TASK: Rewrite every line of the entries below as a JSON list of strings, with one string per line and blank lines omitted. Leave the pictures out of the answer.

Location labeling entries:
· · · ·
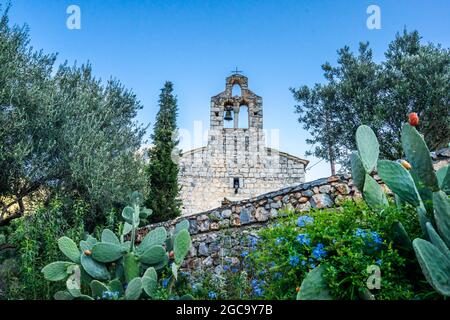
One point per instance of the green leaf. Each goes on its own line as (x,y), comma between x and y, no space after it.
(156,237)
(110,237)
(434,264)
(358,171)
(374,194)
(314,287)
(418,154)
(442,215)
(437,241)
(116,286)
(63,295)
(130,266)
(150,282)
(183,224)
(69,248)
(107,252)
(93,268)
(153,255)
(368,147)
(181,246)
(134,289)
(56,271)
(97,289)
(398,179)
(443,175)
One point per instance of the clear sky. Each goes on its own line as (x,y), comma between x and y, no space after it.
(196,43)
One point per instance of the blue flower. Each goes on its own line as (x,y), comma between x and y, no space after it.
(376,238)
(294,260)
(253,241)
(319,251)
(304,220)
(360,233)
(303,238)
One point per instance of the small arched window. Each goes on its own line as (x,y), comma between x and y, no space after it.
(236,90)
(243,116)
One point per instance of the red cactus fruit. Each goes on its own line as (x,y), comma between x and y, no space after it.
(413,119)
(406,165)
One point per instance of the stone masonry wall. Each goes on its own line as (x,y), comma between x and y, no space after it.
(220,234)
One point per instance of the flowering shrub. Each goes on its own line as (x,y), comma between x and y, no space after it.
(346,240)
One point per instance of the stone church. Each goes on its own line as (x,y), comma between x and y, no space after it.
(235,164)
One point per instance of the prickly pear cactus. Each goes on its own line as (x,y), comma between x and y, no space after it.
(314,286)
(414,182)
(112,264)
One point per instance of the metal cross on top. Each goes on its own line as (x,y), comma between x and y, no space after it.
(236,71)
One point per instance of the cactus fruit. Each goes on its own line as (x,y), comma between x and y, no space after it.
(398,179)
(419,185)
(413,119)
(418,154)
(405,164)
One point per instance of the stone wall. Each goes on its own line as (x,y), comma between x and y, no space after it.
(221,234)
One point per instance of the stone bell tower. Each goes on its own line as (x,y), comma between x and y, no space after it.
(235,164)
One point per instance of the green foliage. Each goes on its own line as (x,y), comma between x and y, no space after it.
(63,132)
(162,170)
(314,286)
(345,241)
(432,256)
(358,90)
(121,262)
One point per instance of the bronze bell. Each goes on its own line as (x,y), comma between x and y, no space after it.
(228,116)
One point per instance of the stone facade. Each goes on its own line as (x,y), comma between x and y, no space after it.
(221,234)
(235,164)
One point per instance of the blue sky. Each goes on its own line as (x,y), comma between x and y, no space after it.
· · · ·
REPLY TO THE TASK:
[
  "One point per instance of the green leaf. Each goes on its own line as (x,y), comma between x and y, no space after it.",
  "(156,237)",
  "(110,237)",
  "(434,264)",
  "(358,171)",
  "(374,194)",
  "(314,287)",
  "(418,154)",
  "(442,215)",
  "(437,241)",
  "(116,286)",
  "(63,295)",
  "(130,266)",
  "(150,282)",
  "(183,224)",
  "(69,248)",
  "(107,252)",
  "(93,268)",
  "(153,255)",
  "(368,147)",
  "(181,246)",
  "(134,289)",
  "(56,271)",
  "(97,289)",
  "(398,179)",
  "(443,175)",
  "One point per instance of the clear sky. Each goes on its own line as (x,y), comma between x and y, no space after it.",
  "(196,43)",
  "One point per instance of the blue flower. Each goes on its own line as (x,y), comma between x and y, no space after it.",
  "(376,238)",
  "(294,260)",
  "(253,241)",
  "(319,251)",
  "(304,220)",
  "(360,233)",
  "(303,238)",
  "One point per instance of the small arched window. Each goes on its own line as (x,y), comma between x and y, no space after it.",
  "(236,90)",
  "(243,116)",
  "One point per instance of the red cactus fruit. Each goes on its own line as (x,y), comma between x and y, no space after it.",
  "(413,119)",
  "(406,165)",
  "One point per instance of the stone masonry wall. Each goes on its own line as (x,y), comma between x and y, no space after it.",
  "(220,234)",
  "One point per instance of the flowering shrub. Each goes on its own line as (x,y), comma between x and y, no space after it.",
  "(346,240)",
  "One point per instance of the stone church. Each goes on its own line as (x,y), comma between x and y, no space after it.",
  "(235,164)",
  "One point per instance of the prickly pear cactus. Each goes on its own line as (x,y), comma between x and y, no space after it.",
  "(314,286)",
  "(414,182)",
  "(112,264)",
  "One point per instance of the metal cross on top. Each goes on its own line as (x,y), comma between x and y, no space after it.",
  "(236,71)",
  "One point per instance of the cactus fruit. Each goes on its own line as (x,y), comma between x and y, no space after it.",
  "(398,179)",
  "(419,185)",
  "(413,119)",
  "(418,154)",
  "(405,164)",
  "One point per instance of the stone wall. Each goes on its own line as (x,y), comma between x and y, no space after it.",
  "(221,234)",
  "One point per instance of the stone bell tower. Each goes on its own line as (x,y), comma between x and y, no space after it.",
  "(235,164)",
  "One point per instance of the green foliage. Each goes on its own line as (x,y), comma between x and y, no space after it.",
  "(63,132)",
  "(162,170)",
  "(314,286)",
  "(345,241)",
  "(432,256)",
  "(358,90)",
  "(121,262)",
  "One point per instance of the bronze bell. Each goes on its own line as (x,y), comma between x and y, no space after it.",
  "(228,116)",
  "One point per instance of the stone facade. Each goes on its own line as (x,y), comma between x and y, no space after it.",
  "(221,234)",
  "(235,164)",
  "One point per instance of the blue sky. Each goes on its own line as (x,y), comma between x and y, no space after it."
]